*Task goal:* Find "One marker serves each instance of the white lower" in the data, then restate the line it sits in and every later line word for word, ending with the last line.

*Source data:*
>>>>

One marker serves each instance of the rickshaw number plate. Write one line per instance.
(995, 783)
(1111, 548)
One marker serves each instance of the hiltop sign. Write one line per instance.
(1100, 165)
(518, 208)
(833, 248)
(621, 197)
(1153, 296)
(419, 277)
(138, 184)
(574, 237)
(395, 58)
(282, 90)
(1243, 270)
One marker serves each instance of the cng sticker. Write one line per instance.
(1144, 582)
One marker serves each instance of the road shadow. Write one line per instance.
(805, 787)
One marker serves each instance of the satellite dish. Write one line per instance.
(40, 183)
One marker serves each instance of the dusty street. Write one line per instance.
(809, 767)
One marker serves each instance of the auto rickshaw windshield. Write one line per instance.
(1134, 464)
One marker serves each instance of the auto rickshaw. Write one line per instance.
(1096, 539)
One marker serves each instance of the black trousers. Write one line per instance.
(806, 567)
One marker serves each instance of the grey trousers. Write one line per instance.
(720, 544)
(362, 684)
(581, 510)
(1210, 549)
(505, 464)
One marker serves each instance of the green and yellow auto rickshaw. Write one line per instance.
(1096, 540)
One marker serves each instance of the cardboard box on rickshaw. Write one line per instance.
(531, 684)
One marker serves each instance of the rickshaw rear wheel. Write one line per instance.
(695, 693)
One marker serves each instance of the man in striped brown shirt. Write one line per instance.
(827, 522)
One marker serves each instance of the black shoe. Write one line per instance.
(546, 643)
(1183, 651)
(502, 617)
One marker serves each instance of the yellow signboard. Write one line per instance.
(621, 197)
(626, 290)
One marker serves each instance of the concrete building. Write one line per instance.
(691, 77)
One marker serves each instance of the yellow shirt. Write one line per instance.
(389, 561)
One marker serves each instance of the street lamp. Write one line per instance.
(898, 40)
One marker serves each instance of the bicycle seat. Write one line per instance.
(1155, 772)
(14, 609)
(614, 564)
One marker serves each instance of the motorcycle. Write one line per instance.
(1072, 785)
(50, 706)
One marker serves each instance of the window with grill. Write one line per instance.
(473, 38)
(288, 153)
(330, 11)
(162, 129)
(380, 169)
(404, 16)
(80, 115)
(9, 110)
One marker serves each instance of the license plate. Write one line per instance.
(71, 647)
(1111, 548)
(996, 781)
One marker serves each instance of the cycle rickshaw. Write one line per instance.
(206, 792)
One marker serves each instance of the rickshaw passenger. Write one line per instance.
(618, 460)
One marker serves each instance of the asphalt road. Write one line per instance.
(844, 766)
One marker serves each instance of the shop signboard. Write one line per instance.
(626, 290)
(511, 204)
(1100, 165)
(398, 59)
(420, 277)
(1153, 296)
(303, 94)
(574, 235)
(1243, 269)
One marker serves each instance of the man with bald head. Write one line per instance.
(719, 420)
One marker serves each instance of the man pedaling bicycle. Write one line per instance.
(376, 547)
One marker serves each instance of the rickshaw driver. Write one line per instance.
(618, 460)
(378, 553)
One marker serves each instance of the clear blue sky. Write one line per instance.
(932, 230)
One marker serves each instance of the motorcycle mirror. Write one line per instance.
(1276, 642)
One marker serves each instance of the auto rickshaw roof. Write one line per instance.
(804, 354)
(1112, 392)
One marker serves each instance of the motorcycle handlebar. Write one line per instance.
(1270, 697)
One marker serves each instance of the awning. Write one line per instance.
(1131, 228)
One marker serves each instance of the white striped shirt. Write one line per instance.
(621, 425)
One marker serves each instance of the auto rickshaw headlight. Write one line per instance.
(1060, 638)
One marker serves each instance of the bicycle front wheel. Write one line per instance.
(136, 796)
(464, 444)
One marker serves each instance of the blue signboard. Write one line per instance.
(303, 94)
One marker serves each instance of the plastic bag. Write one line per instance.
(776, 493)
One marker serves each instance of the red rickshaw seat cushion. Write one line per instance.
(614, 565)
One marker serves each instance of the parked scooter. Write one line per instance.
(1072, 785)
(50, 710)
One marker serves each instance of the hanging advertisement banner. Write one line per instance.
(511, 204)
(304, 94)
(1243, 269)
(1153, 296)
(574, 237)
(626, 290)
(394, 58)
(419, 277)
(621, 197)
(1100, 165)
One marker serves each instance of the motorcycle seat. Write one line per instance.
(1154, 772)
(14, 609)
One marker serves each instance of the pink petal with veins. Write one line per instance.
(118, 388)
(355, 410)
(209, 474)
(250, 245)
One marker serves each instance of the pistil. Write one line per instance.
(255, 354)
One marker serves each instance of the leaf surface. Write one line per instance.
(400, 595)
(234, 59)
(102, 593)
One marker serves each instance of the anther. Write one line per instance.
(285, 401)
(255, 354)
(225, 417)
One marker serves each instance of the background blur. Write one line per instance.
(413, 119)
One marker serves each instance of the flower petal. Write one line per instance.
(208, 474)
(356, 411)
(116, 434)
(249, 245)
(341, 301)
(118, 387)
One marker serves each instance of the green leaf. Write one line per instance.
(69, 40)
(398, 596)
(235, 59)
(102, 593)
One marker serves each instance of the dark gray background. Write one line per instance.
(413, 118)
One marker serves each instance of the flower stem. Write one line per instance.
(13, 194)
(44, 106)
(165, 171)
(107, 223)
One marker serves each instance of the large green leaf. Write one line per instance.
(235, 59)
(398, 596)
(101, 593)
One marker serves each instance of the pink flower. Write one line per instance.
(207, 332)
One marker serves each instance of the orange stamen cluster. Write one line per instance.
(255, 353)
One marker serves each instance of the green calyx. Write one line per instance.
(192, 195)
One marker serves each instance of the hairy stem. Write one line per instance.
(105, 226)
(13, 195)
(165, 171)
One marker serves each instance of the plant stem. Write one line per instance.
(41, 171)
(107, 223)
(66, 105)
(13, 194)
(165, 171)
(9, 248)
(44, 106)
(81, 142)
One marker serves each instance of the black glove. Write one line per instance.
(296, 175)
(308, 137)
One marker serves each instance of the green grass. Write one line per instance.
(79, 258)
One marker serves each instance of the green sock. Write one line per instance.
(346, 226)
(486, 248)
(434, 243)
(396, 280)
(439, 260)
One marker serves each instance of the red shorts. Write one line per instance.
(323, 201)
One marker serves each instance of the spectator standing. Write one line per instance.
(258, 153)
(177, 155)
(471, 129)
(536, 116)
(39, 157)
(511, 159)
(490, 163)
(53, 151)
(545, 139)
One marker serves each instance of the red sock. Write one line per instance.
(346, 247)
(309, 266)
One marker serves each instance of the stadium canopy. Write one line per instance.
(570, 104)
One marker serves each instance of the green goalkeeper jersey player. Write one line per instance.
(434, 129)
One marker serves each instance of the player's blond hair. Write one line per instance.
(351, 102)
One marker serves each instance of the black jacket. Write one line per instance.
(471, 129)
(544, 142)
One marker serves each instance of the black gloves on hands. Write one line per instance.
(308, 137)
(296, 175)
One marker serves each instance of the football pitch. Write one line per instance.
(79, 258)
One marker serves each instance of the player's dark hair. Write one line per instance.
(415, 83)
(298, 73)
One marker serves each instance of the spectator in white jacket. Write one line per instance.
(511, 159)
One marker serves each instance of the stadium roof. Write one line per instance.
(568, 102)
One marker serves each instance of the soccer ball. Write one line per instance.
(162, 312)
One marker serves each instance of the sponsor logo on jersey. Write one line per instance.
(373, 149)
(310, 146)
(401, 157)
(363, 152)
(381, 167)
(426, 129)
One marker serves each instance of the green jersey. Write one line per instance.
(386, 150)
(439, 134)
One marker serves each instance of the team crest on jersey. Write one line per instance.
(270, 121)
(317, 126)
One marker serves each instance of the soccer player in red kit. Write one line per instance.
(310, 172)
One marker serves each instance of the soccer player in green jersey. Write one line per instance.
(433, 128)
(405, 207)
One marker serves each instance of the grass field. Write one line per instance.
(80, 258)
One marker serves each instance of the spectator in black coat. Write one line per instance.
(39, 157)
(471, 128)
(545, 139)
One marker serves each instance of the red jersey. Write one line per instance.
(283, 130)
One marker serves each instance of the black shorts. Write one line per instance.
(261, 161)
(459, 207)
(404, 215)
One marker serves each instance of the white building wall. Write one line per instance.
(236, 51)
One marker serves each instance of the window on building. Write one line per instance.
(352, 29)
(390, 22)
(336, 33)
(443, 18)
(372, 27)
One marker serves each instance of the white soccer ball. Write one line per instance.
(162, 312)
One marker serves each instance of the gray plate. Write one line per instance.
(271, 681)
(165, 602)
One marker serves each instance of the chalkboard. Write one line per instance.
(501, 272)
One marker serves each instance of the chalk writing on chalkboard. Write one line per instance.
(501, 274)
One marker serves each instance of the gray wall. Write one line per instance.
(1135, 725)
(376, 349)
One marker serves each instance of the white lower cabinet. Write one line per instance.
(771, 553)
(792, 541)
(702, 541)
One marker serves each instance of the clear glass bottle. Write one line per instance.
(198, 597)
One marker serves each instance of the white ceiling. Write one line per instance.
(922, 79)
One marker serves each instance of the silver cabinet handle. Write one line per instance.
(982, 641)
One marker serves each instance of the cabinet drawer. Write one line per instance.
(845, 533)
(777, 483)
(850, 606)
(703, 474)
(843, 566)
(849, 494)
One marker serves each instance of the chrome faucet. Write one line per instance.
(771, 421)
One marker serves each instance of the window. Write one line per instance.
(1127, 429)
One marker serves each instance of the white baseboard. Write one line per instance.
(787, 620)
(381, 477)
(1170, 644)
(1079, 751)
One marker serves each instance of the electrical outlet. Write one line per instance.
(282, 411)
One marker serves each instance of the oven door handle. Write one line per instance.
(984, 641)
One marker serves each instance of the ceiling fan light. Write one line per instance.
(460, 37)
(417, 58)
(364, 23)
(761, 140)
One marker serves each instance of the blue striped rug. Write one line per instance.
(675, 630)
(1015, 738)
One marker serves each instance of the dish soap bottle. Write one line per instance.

<<<<

*Problem solution:*
One marker serves each instance of the white lower cabinet. Write one line per instance.
(771, 553)
(792, 541)
(702, 541)
One marker serves each instance of the clear glass bottle. Write one line per instance.
(198, 597)
One marker serves each instance of the white ceiling. Write one line per instance.
(922, 79)
One marker serves each instance of the silver cabinet handle. Write one line per instance.
(982, 641)
One marker serves each instance of the cabinet drawer. Write one line per instance.
(845, 533)
(777, 483)
(850, 606)
(703, 474)
(843, 566)
(849, 494)
One marker serves each instance of the chrome faucet. Write one line per instance.
(771, 421)
One marker serves each instance of the window. Write one line per instance.
(1127, 429)
One marker serves each instance of the white baseboard. Write one line per instance.
(787, 620)
(381, 477)
(1170, 644)
(1079, 751)
One marker serves each instance of the electrical outlet. Write one line per instance.
(282, 411)
One marker serves each instance of the oven door handle. Write one line per instance.
(984, 641)
One marker serves each instance of the ceiling fan light. Write one line per instance.
(460, 37)
(417, 58)
(364, 23)
(761, 140)
One marker serves each instance of the blue striped rug. Write one line per instance.
(675, 630)
(1015, 738)
One marker serves each instance of the dish soap bottle. Write one line per instance.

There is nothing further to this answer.